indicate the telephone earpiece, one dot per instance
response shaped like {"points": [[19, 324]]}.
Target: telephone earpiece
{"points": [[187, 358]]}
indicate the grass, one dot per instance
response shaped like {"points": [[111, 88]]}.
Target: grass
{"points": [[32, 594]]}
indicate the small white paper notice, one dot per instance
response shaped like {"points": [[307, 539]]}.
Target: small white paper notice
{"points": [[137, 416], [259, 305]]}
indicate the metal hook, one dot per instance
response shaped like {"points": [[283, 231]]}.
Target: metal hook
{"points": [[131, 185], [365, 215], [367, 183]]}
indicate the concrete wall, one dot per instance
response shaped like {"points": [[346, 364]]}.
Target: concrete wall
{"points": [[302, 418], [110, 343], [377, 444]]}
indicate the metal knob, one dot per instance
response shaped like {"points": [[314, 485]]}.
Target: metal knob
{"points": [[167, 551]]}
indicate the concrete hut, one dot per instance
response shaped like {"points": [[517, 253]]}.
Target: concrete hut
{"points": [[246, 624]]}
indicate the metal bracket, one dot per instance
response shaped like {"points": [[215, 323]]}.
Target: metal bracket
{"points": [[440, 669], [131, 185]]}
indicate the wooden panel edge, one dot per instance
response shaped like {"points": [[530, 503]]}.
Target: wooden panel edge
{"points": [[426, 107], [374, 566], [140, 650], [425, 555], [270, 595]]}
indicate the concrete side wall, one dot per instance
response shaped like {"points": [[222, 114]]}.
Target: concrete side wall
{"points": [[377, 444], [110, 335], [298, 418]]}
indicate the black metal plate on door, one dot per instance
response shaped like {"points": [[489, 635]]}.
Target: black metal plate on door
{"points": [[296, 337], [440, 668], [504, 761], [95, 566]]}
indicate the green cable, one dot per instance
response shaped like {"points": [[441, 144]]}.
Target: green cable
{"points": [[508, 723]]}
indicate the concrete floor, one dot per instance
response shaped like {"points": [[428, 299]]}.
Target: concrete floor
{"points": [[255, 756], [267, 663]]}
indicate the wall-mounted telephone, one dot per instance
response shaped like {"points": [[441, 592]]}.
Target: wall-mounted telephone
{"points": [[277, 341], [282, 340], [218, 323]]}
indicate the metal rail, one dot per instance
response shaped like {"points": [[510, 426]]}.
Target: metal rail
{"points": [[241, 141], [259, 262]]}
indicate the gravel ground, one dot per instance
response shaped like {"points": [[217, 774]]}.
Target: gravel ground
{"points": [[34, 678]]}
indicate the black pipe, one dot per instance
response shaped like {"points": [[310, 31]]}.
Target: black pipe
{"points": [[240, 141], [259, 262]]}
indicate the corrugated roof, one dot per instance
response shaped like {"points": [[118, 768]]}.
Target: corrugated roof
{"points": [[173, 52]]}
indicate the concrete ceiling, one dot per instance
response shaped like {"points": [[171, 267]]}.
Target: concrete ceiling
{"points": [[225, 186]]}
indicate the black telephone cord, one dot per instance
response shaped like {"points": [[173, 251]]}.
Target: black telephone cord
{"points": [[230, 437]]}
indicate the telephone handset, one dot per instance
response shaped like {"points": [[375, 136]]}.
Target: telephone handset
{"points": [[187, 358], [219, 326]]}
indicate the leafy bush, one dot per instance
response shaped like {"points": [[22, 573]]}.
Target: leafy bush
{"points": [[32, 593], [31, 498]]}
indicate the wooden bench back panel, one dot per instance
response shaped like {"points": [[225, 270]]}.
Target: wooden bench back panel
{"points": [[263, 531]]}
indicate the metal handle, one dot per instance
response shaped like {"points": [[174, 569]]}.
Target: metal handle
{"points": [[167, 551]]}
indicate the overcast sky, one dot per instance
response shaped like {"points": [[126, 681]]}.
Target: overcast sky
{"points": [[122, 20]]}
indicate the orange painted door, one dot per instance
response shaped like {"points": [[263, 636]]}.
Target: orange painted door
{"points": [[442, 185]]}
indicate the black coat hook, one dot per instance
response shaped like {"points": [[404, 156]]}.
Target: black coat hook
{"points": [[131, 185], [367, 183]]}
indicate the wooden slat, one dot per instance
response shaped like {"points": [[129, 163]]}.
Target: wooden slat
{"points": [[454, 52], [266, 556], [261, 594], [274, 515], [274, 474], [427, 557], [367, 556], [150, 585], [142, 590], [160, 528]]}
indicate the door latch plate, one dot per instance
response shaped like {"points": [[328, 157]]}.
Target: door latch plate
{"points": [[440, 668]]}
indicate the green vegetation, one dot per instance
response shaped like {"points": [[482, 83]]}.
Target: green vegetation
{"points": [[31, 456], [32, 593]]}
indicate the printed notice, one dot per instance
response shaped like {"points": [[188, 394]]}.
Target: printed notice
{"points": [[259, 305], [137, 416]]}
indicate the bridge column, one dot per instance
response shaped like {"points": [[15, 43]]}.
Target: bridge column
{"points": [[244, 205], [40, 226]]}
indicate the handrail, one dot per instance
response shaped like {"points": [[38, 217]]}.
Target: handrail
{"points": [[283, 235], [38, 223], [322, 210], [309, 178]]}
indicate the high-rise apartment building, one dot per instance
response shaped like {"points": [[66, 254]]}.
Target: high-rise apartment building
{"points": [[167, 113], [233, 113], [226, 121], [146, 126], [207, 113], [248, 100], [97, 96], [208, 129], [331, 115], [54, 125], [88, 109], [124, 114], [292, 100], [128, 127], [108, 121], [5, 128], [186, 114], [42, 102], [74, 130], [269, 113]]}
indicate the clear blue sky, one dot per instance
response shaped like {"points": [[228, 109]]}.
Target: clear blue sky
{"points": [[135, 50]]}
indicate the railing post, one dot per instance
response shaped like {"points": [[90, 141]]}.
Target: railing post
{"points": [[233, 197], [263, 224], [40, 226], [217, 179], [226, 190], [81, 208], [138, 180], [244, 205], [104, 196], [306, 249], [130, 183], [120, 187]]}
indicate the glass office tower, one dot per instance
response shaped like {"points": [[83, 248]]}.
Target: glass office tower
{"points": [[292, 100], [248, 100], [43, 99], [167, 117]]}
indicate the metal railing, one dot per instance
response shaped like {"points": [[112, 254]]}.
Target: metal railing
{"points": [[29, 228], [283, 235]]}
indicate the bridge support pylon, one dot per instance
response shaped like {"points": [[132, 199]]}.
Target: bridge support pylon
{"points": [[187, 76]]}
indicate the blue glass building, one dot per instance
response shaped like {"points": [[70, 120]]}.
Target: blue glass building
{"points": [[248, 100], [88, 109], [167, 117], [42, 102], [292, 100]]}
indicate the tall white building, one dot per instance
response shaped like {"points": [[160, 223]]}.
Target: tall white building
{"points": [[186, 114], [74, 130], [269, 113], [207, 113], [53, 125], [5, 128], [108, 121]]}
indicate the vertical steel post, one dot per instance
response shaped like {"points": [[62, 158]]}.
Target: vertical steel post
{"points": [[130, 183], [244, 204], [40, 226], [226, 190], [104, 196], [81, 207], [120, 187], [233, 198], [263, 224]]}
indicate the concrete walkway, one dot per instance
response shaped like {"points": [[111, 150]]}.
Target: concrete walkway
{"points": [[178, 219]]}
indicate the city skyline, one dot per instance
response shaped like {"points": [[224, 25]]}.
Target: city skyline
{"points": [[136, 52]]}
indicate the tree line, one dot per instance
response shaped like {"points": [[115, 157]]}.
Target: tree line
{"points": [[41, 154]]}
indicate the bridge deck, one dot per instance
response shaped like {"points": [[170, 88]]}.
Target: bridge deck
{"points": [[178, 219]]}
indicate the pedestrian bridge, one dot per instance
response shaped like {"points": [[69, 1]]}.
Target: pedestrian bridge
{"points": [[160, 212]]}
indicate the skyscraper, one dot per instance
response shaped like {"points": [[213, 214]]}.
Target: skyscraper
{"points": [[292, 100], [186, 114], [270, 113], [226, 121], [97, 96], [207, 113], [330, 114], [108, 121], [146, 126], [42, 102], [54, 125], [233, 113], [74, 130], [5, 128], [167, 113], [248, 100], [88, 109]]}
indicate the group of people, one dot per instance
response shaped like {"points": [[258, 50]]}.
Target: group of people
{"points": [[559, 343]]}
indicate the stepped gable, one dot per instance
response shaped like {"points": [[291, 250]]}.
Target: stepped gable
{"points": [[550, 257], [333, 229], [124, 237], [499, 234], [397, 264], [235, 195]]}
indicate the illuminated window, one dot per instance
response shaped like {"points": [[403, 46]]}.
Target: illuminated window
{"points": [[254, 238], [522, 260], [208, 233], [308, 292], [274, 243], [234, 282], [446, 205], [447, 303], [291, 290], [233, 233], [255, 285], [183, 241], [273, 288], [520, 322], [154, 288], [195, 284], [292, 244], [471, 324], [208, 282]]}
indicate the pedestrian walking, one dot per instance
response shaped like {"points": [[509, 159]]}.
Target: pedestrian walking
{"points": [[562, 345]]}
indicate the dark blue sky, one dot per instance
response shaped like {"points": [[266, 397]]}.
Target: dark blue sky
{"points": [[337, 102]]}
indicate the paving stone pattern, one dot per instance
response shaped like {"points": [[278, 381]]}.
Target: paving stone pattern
————
Copy each line holding "pattern" from the material above.

__Exercise response__:
indicate the paving stone pattern, one dot per instance
Target: paving stone pattern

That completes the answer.